» **DATOS PROPORCIONADOS**
* * * * * * * * *
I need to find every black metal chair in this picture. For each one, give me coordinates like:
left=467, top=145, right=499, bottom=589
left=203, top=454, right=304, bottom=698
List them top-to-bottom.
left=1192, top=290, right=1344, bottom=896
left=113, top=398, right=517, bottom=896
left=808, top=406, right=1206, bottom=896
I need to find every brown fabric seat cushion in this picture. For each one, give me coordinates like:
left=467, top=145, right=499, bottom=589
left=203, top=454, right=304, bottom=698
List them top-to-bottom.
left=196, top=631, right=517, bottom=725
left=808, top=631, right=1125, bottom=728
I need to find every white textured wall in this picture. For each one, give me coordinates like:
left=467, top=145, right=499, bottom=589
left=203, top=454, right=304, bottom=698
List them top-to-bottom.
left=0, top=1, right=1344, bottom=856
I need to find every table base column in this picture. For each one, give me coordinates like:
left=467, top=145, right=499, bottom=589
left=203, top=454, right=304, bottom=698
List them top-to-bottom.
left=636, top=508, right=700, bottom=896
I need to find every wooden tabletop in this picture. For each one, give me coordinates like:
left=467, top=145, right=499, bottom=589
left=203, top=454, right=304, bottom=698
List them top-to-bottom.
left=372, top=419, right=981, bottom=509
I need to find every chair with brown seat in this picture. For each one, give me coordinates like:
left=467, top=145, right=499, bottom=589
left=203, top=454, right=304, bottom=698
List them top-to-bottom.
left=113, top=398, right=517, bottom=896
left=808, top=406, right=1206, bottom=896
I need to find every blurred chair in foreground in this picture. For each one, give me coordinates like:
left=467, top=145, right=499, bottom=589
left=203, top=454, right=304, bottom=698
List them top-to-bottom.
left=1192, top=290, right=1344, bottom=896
* * * * * * * * *
» **SOLICITUD**
Copia tal cual las filas que van desde la que contiene "I need to find every chair" hasta el final de las filas, incluidas la primera y la última.

» **SALIDA CORRECTA**
I need to find every chair with brown seat in this picture. For each one, give me coordinates like:
left=467, top=145, right=499, bottom=589
left=203, top=454, right=304, bottom=698
List them top-to-bottom.
left=113, top=398, right=517, bottom=896
left=808, top=406, right=1206, bottom=896
I need to find every blurred chair in foreground in this picture. For each one, give me coordinates like:
left=467, top=145, right=499, bottom=589
left=203, top=454, right=304, bottom=698
List them top-to-bottom.
left=1192, top=290, right=1344, bottom=896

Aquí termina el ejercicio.